▶ [SHORT PROBLEM]
Transcribe all of the records below verbatim, leaving out the pictures.

* Begin EXTRACTED DATA *

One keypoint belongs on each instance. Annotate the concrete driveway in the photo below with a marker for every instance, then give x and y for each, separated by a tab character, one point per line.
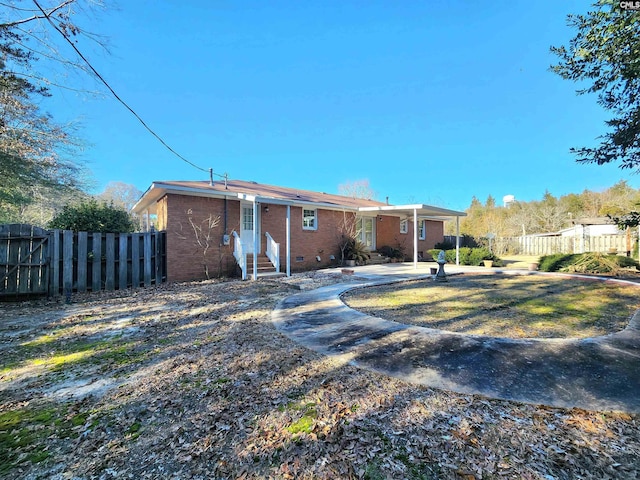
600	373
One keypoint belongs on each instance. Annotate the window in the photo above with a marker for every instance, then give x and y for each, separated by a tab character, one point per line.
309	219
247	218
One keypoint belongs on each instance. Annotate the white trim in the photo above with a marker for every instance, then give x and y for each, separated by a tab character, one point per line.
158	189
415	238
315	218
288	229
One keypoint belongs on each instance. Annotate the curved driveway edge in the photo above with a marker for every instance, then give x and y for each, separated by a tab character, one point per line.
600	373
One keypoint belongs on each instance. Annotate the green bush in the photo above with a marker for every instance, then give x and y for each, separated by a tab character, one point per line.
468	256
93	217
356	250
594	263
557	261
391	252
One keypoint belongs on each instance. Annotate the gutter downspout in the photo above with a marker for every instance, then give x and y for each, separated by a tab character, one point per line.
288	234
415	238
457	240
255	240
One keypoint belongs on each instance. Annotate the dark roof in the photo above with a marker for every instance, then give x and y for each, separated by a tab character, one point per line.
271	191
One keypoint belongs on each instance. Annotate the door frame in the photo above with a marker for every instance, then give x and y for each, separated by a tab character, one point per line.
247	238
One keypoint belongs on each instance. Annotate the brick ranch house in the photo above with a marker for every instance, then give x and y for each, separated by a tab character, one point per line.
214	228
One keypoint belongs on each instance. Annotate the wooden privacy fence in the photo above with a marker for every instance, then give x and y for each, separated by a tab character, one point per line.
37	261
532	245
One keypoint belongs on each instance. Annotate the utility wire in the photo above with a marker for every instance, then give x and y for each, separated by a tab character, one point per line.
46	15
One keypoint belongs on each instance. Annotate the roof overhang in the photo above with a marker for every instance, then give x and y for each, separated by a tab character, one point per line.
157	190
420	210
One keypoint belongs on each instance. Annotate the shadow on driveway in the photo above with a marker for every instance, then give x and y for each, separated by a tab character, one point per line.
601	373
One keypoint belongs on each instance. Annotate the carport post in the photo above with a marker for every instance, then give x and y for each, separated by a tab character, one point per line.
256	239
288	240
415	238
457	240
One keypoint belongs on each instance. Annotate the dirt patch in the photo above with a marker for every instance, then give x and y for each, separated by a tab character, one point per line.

* End EXTRACTED DATA *

▶ [WRITTEN REPLY]
One keypoint belongs on each instance. Annotate the concrete driveway in the photo below with a marker for every instance, then give x and y for each, separated by a tab character, one point per line.
600	373
One keypoint belongs on each instance. Annotate the window in the photo above with a marker for every instance, then give x and y for each, separated by a tab character, one point per line.
309	219
247	218
One keypoint belongs on each instance. Annotate the white trim in the photo above with a marker for every instance, then give x and y for each, separated by a tab character, one point per line.
158	189
415	238
315	218
288	229
One keypoint belongs on each instance. Annotate the curved driveway edge in the photo above with a marker for every instance, then give x and y for each, separated by a tab character, one point per line.
600	373
One keypoint belongs on each instance. Annotate the green bush in the photo above with a marker for every instance, then give x and y for each, separated by a tab character, one point per line.
468	256
93	217
356	250
594	263
557	261
391	252
One keypoint belongs on each instance. Annotate the gutter downspout in the photo above with a marker for every instance, then give x and y for each, separated by a tab character, one point per line.
288	234
415	238
457	240
255	240
One keypoint belongs on each instance. Annotate the dark roof in the photo above with a marker for every instance, then give x and y for each, separated by a tab character, one point per line.
271	191
One keypoint belongs on each instance. Annotate the door frame in the photo above with a marker for every instance, then give x and y for each, separated by a tab character, one point per line.
247	238
One keypoint belongs on each instance. Annotate the brick ranch house in the photo above with a marker for every instance, then give x and y for each, separated by a tab character, one point per line.
214	228
One keypoint belongs on each instance. Annotate the wooden privacy fence in the photo above with a marker for every instance, then give x and y for each, separated by a tab character, one point per line.
37	261
532	245
One keypoint belongs on each instance. Annotate the utility wire in the photo above with a marker for every instance, then give x and y for each, separated by a tab character, one point per line.
46	15
One keypoint belongs on each instance. Annotate the roof overhang in the photo above with a marker for every instance, then give x and y for each, separated by a tab character, one point per line.
157	190
420	210
One keypoint belongs on each instance. Annotate the shadow on driveway in the photo above with a marker for every instance, then give x and y for each, separated by a tab character, one point per line.
601	373
One keypoint belongs on each instance. Annotate the carport post in the photo above with a marker for every instance, then give x and y for each, separated by a tab character, one point per line.
256	239
288	240
415	238
457	240
One keypoint belongs on each instance. Annotate the dirt patch in the photo above with a marker for every instance, then give x and y for each, separated by a tab character, one point per line.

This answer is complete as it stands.